**Excerpt to read:**
★ ★ ★ ★ ★ ★ ★
Optimal Binning for Numerical Variables using MDLP with Monotonicity
optimal_binning_numerical_fast_mdlpm.Rd
This function implements optimal binning for numerical variables using the Minimum Description Length Principle (MDLP) with optional monotonicity constraints on the Weight of Evidence (WoE).
Usage
optimal_binning_numerical_fast_mdlpm(
target,
feature,
min_bins = 2L,
max_bins = 5L,
bin_cutoff = 0.05,
max_n_prebins = 100L,
convergence_threshold = 1e-06,
max_iterations = 1000L,
force_monotonicity = TRUE
)
Arguments
- target
Binary target variable (0/1)
- feature
Numerical feature to be binned
- min_bins
Minimum number of bins (default: 2)
- max_bins
Maximum number of bins (default: 5)
- bin_cutoff
Minimum relative frequency for a bin (not fully implemented, for future extensions)
- max_n_prebins
Maximum number of pre-bins (not fully implemented, for future extensions)
- convergence_threshold
Convergence threshold for monotonicity enforcement
- max_iterations
Maximum number of iterations for monotonicity enforcement
- force_monotonicity
Whether to enforce monotonicity of Weight of Evidence
Value
A list containing:
- id
Bin identifiers
- bin
Bin interval representations
- woe
Weight of Evidence values for each bin
- iv
Information Value components for each bin
- count
Total count in each bin
- count_pos
Positive count in each bin
- count_neg
Negative count in each bin
- cutpoints
Cut points between bins
- converged
Whether the algorithm converged
- iterations
Number of iterations performed
Details
The algorithm recursively partitions the feature space by finding cut points that maximize information gain, subject to the MDLP criterion that determines whether a cut is justified based on information theory principles. The monotonicity constraint ensures that the WoE values across bins follow a monotonic (strictly increasing or decreasing) pattern, which is often desirable in credit risk modeling applications.
References
Fayyad, U., & Irani, K. (1993). Multi-interval discretization of continuous-valued attributes for classification learning. Proceedings of the 13th International Joint Conference on Artificial Intelligence, 1022-1027.
Kotsiantis, S., & Kanellopoulos, D. (2006). Discretization techniques: A recent survey. GESTS International Transactions on Computer Science and Engineering, 32(1), 47-58.
Examples
if (FALSE) { # \dontrun{
# Generate sample data
set.seed(123)
feature <- rnorm(1000)
target <- as.integer(feature + rnorm(1000) > 0)
# Apply optimal binning
result <- optimal_binning_numerical_fast_mdlpm(target, feature, min_bins = 3, max_bins = 5)
# Print results
print(result)
# Create WoE transformation
woe_transform <- function(x, bins, woe_values) {
result <- rep(NA, length(x))
for(i in seq_along(bins)) {
idx <- eval(parse(text = paste0("x", bins[i])))
result[idx] <- woe_values[i]
}
return(result)
}
} # }
★ ★ ★ ★ ★ ★ ★
**Extracted material:**
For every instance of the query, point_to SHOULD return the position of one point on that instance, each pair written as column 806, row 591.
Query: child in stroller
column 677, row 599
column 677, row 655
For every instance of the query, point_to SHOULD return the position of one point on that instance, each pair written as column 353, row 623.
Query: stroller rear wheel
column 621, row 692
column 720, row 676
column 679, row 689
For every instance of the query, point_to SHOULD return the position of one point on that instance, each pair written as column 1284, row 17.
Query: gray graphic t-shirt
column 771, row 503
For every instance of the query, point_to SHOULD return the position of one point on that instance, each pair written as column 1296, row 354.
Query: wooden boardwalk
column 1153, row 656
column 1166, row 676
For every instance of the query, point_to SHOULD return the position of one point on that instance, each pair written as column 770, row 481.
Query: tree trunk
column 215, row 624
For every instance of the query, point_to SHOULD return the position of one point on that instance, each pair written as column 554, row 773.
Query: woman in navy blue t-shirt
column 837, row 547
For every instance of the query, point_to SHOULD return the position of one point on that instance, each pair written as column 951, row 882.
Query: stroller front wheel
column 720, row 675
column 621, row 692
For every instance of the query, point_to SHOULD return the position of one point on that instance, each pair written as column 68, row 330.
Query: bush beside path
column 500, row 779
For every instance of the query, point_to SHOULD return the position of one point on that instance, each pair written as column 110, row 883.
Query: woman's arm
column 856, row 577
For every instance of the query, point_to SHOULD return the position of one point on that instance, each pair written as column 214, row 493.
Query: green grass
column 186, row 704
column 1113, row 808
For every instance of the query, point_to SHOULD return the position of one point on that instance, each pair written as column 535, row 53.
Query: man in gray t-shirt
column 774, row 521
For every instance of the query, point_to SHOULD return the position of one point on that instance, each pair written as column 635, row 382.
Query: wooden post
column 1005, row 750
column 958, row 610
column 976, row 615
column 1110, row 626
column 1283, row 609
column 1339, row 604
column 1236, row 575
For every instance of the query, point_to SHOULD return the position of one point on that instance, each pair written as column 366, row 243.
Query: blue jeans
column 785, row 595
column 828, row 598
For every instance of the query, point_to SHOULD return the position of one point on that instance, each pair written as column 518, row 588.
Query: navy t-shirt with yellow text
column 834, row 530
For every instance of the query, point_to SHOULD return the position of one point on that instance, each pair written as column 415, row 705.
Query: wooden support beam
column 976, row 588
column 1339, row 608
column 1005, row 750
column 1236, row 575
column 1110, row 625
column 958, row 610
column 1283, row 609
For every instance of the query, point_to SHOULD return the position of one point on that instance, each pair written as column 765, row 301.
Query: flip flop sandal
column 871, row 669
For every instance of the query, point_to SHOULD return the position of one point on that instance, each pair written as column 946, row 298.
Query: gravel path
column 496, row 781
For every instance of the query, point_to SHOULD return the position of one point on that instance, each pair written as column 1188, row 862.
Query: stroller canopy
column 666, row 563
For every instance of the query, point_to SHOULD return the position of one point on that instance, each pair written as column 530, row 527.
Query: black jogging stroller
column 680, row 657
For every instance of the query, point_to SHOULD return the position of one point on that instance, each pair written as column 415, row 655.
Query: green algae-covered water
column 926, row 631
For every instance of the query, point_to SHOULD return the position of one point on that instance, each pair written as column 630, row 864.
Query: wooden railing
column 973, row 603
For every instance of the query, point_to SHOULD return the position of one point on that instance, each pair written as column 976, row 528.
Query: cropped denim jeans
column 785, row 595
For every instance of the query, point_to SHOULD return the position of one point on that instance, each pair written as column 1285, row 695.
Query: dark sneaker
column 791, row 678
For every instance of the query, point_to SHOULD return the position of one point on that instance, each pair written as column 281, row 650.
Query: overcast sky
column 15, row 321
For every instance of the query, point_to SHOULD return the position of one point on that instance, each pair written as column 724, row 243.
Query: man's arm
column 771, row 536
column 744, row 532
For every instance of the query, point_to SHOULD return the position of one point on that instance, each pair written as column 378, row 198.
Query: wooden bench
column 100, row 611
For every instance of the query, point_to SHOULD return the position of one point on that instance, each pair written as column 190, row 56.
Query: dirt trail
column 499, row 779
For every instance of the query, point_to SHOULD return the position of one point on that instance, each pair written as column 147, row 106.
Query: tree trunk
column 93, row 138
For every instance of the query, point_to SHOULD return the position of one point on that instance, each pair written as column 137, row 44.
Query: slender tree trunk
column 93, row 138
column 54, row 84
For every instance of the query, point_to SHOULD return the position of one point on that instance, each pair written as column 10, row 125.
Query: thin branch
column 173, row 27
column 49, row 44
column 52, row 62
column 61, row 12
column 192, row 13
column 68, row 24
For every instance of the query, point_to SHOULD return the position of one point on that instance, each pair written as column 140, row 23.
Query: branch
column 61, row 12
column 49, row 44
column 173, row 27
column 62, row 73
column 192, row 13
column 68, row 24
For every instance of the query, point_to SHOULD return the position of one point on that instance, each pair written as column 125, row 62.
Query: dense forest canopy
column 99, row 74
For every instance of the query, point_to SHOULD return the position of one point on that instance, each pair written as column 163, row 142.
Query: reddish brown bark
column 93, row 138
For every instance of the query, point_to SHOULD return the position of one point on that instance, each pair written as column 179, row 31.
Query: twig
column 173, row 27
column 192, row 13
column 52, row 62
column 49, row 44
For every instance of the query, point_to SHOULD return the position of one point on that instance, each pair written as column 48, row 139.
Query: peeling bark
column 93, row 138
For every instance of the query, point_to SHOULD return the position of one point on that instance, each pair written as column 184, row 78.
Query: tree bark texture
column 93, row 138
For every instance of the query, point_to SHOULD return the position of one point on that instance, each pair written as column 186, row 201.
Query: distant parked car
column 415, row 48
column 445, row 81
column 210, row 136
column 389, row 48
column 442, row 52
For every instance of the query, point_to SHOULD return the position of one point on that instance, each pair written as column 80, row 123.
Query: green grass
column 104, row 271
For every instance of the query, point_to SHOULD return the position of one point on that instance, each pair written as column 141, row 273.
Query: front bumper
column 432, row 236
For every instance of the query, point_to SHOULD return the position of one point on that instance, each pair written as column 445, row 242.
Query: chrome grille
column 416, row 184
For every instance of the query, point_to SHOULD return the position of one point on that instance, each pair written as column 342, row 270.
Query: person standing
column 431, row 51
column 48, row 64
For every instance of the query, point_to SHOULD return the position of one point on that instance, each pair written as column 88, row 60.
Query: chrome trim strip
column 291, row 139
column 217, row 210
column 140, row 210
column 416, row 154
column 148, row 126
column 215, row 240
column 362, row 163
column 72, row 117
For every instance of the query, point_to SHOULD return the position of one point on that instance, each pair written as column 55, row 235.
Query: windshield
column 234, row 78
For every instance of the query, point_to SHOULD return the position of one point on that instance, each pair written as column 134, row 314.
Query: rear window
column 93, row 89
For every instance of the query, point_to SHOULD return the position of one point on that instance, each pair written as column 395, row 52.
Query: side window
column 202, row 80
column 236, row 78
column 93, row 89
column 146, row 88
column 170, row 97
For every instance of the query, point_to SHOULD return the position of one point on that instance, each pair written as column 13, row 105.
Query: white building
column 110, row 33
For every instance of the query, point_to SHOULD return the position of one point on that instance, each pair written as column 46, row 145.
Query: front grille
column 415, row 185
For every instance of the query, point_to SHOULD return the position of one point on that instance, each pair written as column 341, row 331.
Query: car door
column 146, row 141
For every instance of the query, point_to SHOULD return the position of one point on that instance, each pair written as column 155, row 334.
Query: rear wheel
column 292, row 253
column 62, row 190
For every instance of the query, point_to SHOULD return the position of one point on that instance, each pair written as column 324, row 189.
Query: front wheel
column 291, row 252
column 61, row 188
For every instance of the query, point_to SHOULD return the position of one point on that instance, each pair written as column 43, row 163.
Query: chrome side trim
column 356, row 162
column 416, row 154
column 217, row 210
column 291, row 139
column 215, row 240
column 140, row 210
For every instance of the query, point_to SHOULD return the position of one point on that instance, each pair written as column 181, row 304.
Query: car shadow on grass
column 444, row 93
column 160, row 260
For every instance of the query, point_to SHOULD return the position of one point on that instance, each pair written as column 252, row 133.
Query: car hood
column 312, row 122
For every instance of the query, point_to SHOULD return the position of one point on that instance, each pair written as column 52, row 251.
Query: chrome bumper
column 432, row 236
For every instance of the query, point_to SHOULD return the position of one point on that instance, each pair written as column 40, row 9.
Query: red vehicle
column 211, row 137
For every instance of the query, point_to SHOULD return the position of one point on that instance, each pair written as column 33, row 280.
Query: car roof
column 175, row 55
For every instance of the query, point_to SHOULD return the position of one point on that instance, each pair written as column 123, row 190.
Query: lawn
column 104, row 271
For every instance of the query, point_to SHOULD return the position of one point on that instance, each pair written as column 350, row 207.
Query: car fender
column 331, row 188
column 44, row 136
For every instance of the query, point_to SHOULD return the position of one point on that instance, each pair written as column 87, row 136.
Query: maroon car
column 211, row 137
★ ★ ★ ★ ★ ★ ★
**Short exercise:**
Give again, word for word, the part of the binning function documentation starting at "target <- as.integer(feature" and ending at "max_bins = 5)". The data that comes after the text has nothing to do with it.

**Correct result:**
target <- as.integer(feature + rnorm(1000) > 0)
# Apply optimal binning
result <- optimal_binning_numerical_fast_mdlpm(target, feature, min_bins = 3, max_bins = 5)